### TEXT SHOWN:
* * * * * * *

The controversial optional $1 discount is set to stay, as more details of the newly signed 7CPA begin to emerge
Health Minister Greg Hunt has lauded the signing of the Seventh Community Pharmacy Agreement on Thursday night in Canberra, while the PSA says it fought “incredibly hard” to represent pharmacists.
Mr Hunt told reporters that there will be “greater transparency for consumers on the cost of their medicines”.
“The Government will reduce the level of discretionary fees that can to be charged on medicines priced below the general patient co-payment,” Mr Hunt said.
“Consumers will continue to have access to cheaper medicines through the continuation of the optional $1 discount on PBS co-payments.”
Mr Hunt said that the “landmark” Agreement will have medicine safety as a key focus.
The Government will increase its investment in medication management services and programs to $1.2 billion over its five-year life, “which is an additional $100 million investment compared to actual expenditure in the Sixth Community Pharmacy Agreement,” he said.
“Elderly Australians, people with chronic conditions and Australians on concession cards will benefit from this increased investment through simplified and improved Community Pharmacy medication management and adherence programs, such as dose administration aids and medicine checks.
“There will also be greater support for regional, rural and remote pharmacies to deliver community pharmacy services with reforms to the Rural Pharmacy Maintenance Allowance to adopt the Modified Monash Model for rural classification.”
Mr Hunt said the Morrison Government will also implement reforms improving medicines access for Aboriginal and Torres Strait Islander people by expanding eligibility for the Closing the Gap PBS co-payment measure.
“This program provides free or lower cost medicines to Aboriginal and Torres Strait Islanders who have, or at risk of, chronic disease.
“Our Government will also work to support the adoption of a nationally consistent approach to vaccinations available through community pharmacies.”
Meanwhile the Pharmaceutical Society of Australia, which is a signatory to the Community Pharmacy Agreement for the first time, welcomed the signing, saying the 7CPA will deliver increased investment where it is needed most, including for people living in rural, regional and remote areas, and for Aboriginal and Torres Strait Islander people.
PSA said it was important that the recent changes to medicines management programs to enable a cycle of care approach, including patient follow-up, will be maintained to support quality and safe use of medicines, particularly for older Australians.
A/Prof Freeman said the agreement provided certainty around medication management programs which would enable pharmacists to help solve the issue of medication-related harm in Australia, that costs the economy $1.4 billion annually.
“This agreement is an increase of $100 million on expenditure for professional programs under the previous agreement,” he said.
“PSA fought incredibly hard to represent pharmacists in this agreement. This was a particularly difficult agreement to negotiate, given the likely impacts resulting from the COVID-19 pandemic,” he said.
“This is a forward-looking agreement, flexible in its approach. It provides an opportunity for the implementation of significant policy reforms, particularly in the areas of aged care and mental health that will have a direct impact on patient health outcomes.
“This agreement also supports the uptake of electronic prescribing to enable safer and more efficient use and supply of medicines by pharmacists while supporting patient choice and ensuring their privacy is maintained.”
PSA also says that its status as a signatory to the 7CPA will enable it to “shape professional practice standards and raise the bar of professional pharmacist practice in Australia,” says A/Prof Freeman.

* * * * * * *

### Entries from a dataset:
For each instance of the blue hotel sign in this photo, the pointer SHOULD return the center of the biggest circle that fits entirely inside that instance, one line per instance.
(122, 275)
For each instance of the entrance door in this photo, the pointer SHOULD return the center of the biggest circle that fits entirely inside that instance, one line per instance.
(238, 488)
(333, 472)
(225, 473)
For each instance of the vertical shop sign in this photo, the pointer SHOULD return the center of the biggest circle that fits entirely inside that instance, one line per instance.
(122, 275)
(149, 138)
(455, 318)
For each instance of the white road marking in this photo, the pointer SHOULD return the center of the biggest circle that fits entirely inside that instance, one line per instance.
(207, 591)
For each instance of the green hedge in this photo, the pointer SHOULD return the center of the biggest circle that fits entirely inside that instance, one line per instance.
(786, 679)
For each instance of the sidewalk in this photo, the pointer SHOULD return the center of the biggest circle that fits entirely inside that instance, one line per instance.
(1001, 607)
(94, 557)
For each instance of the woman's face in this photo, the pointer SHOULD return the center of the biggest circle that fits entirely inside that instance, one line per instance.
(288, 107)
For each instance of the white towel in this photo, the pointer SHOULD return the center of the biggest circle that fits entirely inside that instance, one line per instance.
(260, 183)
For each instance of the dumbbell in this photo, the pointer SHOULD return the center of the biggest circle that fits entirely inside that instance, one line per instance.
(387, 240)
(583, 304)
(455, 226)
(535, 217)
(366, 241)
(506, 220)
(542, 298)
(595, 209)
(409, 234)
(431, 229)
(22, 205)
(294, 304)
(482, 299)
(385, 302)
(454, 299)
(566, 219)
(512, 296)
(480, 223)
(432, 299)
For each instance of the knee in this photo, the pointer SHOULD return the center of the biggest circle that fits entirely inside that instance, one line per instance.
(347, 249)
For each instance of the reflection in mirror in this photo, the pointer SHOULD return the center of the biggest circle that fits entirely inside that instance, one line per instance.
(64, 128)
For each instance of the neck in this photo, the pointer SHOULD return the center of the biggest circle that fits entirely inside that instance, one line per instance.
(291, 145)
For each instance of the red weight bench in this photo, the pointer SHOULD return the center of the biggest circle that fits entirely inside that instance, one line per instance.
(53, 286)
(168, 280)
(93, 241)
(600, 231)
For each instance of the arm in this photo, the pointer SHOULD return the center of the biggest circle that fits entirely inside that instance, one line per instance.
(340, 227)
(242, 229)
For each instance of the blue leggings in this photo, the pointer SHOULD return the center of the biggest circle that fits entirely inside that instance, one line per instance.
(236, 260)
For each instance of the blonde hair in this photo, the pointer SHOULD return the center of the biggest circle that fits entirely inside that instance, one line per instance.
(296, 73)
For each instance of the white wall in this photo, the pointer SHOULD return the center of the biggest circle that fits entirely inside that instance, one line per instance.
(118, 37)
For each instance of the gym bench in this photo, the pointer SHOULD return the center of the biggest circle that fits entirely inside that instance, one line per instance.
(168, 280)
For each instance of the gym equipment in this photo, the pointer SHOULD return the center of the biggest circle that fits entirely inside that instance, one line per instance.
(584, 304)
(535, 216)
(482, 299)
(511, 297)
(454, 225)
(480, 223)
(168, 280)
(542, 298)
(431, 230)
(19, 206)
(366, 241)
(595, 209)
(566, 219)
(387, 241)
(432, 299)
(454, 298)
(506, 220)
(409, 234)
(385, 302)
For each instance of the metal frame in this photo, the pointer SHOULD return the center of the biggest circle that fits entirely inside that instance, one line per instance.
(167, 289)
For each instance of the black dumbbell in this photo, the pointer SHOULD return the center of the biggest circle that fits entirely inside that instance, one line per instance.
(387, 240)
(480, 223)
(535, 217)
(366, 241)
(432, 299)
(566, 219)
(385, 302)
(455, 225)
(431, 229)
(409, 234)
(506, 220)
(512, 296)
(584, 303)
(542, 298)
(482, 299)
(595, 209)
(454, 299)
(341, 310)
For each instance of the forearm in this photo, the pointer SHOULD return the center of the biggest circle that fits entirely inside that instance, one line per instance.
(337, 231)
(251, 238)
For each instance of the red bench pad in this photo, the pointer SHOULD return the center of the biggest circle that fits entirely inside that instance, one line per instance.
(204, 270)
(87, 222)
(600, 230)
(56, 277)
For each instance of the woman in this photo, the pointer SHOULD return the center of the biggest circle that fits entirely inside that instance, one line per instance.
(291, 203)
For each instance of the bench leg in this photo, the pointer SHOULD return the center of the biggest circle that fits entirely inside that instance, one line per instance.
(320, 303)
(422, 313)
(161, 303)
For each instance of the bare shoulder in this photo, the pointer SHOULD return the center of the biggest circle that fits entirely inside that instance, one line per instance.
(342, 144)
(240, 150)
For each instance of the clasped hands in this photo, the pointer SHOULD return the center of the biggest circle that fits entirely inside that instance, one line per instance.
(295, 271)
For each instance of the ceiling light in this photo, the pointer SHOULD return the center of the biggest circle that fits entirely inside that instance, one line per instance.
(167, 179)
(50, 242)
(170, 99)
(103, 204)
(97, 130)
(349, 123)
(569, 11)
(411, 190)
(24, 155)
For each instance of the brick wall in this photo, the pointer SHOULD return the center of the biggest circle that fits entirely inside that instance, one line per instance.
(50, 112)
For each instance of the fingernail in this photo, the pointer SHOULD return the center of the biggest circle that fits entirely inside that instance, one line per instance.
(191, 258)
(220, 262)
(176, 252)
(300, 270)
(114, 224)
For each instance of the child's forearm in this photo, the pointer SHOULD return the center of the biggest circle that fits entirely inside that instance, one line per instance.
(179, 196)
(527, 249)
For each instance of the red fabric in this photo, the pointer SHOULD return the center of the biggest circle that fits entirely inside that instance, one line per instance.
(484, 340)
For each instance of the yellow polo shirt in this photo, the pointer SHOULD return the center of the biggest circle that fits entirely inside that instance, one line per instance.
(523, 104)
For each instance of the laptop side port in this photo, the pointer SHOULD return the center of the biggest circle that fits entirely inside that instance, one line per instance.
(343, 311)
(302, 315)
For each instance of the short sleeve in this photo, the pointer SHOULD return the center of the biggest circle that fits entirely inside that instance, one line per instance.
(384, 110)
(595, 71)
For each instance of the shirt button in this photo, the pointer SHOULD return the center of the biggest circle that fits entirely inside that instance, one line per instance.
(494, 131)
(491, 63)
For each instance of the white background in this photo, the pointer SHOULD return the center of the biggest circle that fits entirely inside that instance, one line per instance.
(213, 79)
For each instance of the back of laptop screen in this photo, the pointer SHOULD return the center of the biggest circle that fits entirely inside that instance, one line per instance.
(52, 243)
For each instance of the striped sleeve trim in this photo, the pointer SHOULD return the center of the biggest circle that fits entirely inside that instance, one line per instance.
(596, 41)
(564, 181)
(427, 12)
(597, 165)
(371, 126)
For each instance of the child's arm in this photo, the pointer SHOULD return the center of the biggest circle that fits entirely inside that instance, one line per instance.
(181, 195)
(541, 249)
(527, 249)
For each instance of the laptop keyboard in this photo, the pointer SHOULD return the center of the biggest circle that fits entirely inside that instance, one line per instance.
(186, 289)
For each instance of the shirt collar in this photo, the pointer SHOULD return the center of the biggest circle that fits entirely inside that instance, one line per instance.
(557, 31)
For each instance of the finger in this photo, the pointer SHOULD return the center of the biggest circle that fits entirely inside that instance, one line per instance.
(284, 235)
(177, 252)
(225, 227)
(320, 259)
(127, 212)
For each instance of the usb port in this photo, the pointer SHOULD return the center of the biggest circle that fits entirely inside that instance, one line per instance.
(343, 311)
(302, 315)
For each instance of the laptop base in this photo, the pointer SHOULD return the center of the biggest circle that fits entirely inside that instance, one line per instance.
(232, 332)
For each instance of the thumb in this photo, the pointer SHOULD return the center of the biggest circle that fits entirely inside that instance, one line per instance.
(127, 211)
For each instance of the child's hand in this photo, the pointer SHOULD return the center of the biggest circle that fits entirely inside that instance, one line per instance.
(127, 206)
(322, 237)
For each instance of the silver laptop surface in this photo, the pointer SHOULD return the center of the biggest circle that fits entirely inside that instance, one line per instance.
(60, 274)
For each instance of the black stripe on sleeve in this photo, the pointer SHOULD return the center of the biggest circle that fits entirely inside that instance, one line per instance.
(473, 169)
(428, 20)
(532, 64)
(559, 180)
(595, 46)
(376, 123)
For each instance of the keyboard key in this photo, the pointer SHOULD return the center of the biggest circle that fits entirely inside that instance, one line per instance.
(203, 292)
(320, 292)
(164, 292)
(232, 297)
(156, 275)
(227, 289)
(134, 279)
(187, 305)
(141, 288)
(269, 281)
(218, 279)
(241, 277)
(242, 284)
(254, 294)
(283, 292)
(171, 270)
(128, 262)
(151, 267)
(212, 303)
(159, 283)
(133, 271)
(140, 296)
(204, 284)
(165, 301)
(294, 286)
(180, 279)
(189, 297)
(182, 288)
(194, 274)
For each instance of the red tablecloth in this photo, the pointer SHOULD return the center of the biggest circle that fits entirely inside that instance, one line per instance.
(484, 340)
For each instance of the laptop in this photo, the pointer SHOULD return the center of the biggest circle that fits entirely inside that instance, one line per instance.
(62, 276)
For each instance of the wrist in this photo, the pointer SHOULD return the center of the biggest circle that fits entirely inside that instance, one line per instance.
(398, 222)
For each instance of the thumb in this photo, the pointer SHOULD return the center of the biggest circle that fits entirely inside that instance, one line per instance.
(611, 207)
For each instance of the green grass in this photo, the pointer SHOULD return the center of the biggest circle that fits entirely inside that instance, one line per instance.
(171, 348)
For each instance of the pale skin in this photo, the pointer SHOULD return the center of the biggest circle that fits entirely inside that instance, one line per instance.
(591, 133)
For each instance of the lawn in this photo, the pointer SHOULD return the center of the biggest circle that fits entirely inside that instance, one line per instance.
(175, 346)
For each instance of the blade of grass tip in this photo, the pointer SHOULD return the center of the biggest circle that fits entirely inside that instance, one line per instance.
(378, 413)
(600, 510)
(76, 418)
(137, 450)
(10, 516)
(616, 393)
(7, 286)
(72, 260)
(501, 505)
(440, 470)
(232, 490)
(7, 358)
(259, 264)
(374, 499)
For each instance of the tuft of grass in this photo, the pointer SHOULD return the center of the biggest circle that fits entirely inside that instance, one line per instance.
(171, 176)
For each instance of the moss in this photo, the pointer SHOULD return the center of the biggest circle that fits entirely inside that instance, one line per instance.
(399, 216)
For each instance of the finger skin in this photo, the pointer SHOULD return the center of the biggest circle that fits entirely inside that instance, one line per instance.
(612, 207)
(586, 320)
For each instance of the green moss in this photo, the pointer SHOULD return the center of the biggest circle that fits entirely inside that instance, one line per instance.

* * * * * * *

### TASK OBJECTIVE:
Answer from the article on the pharmacy agreement:
1. How much will the Government invest in medication management services and programs over the Agreement's five-year life?
2. What annual cost to the economy does A/Prof Freeman give for medication-related harm in Australia?
3. What model will the reforms to the Rural Pharmacy Maintenance Allowance adopt for rural classification?
The entries play no part here and may be set aside.

### SOLUTION TO THE PROBLEM:
1. $1.2 billion
2. $1.4 billion
3. The Modified Monash Model